Prompt ▸
Reproduce every line of the material below, but drop the pictures.

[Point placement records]
==================================================

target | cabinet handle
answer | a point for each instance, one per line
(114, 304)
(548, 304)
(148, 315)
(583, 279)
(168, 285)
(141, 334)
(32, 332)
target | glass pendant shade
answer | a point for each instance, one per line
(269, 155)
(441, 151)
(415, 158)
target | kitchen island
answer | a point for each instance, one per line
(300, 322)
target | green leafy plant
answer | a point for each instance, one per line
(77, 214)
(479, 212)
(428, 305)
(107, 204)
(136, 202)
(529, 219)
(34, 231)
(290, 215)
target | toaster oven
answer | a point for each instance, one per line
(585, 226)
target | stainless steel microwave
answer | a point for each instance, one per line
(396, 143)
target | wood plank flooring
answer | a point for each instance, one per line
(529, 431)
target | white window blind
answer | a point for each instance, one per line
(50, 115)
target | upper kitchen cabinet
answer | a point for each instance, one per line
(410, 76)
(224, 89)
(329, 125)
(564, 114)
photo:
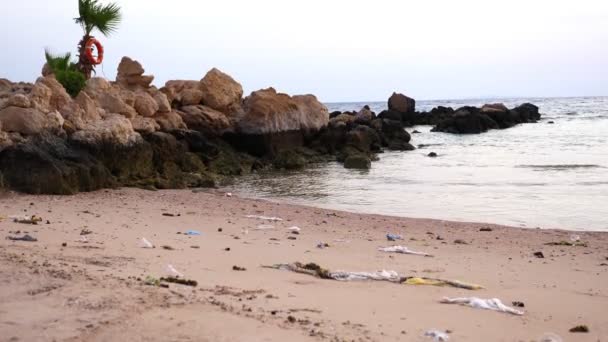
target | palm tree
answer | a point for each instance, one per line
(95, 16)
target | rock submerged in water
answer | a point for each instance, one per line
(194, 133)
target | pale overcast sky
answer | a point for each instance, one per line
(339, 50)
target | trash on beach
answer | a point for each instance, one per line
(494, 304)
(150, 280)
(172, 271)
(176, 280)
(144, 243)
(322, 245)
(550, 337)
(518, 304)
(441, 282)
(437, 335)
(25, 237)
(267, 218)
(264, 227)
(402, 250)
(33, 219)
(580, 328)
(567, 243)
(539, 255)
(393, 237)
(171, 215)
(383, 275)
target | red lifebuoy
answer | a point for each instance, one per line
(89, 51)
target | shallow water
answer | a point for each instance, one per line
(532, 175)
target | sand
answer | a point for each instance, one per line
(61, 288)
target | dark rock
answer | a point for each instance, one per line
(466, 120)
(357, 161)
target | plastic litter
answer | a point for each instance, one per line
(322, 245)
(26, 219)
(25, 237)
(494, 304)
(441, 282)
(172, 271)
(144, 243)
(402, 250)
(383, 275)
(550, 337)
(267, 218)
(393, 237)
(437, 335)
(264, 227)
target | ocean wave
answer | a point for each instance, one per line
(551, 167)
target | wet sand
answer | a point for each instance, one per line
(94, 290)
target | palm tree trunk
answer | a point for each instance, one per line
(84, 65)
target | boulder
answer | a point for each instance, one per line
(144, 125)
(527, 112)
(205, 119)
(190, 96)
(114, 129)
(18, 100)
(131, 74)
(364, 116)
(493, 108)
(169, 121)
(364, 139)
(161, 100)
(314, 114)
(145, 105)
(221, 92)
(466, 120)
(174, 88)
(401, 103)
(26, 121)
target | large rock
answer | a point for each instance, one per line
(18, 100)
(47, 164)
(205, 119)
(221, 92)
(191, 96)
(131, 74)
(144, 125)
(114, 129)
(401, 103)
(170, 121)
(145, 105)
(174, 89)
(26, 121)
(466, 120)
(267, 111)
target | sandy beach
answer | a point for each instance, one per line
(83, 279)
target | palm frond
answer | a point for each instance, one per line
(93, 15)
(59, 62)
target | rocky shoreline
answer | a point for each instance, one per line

==================================================

Output for this exercise ▸
target | cabinet handle
answer | a point for each instance, one per line
(114, 304)
(548, 304)
(148, 315)
(583, 279)
(168, 285)
(141, 334)
(32, 332)
target | glass pendant shade
answer | a point for each instance, one per line
(269, 155)
(441, 151)
(415, 158)
target | kitchen island
answer | a point for each instance, one per line
(300, 322)
target | green leafy plant
answer | a point for each instance, one per line
(77, 214)
(479, 212)
(428, 305)
(107, 204)
(136, 202)
(529, 219)
(34, 231)
(290, 215)
target | toaster oven
answer | a point for each instance, one per line
(585, 226)
target | stainless steel microwave
answer | a point for each instance, one per line
(396, 143)
target | wood plank flooring
answer | a point for each instance, one per line
(529, 431)
target | white window blind
answer | a point for each instance, one per line
(50, 115)
target | upper kitchen cabinet
answer | a point for each instance, one per line
(410, 76)
(224, 89)
(329, 125)
(564, 114)
photo:
target | palm tree
answer | a point for each instance, one per line
(95, 16)
target | rock submerged in water
answer | a point for each instance, one per line
(194, 133)
target | pale overcast sky
answer | a point for each instance, one per line
(339, 50)
target | trash on beach
answer | a point for each instance, one per line
(494, 304)
(150, 280)
(172, 271)
(176, 280)
(144, 243)
(322, 245)
(550, 337)
(518, 304)
(441, 282)
(437, 335)
(25, 237)
(267, 218)
(264, 227)
(402, 250)
(33, 219)
(580, 328)
(567, 243)
(539, 255)
(393, 237)
(171, 215)
(383, 275)
target | red lifebuoy
answer | a point for each instance, one per line
(89, 51)
target | shallow water
answer | a point for each instance, one per line
(532, 175)
target | sand
answer | a point for each instance, one per line
(61, 288)
target | dark rock
answer | a point for each instance, one per line
(466, 120)
(357, 161)
target | plastic litter
answer | a point for each instance, one per line
(322, 245)
(26, 219)
(25, 237)
(494, 304)
(441, 282)
(172, 271)
(144, 243)
(402, 250)
(383, 275)
(550, 337)
(267, 218)
(393, 237)
(437, 335)
(264, 227)
target | ocean wave
answer | a point for each instance, one per line
(551, 167)
target | wet sand
answer | a point for each instance, one per line
(94, 290)
target | palm tree trunk
answer | a point for each instance, one per line
(84, 65)
target | boulder
answer | a point for each instance, one per line
(144, 125)
(527, 112)
(205, 119)
(190, 96)
(114, 129)
(18, 100)
(131, 74)
(364, 116)
(493, 108)
(169, 121)
(364, 139)
(161, 100)
(314, 114)
(145, 105)
(221, 92)
(466, 120)
(174, 88)
(401, 103)
(26, 121)
target | large rock
answer | a point for each instance, one per line
(18, 100)
(47, 164)
(205, 119)
(221, 92)
(191, 96)
(131, 74)
(144, 125)
(114, 129)
(401, 103)
(170, 121)
(145, 105)
(174, 89)
(26, 121)
(466, 120)
(267, 111)
target | sandy beach
answer | a point for each instance, one per line
(83, 279)
target | palm frond
answer | a point for each instance, one per line
(93, 15)
(59, 62)
target | rocky shoreline
answer | a point for each instance, one per line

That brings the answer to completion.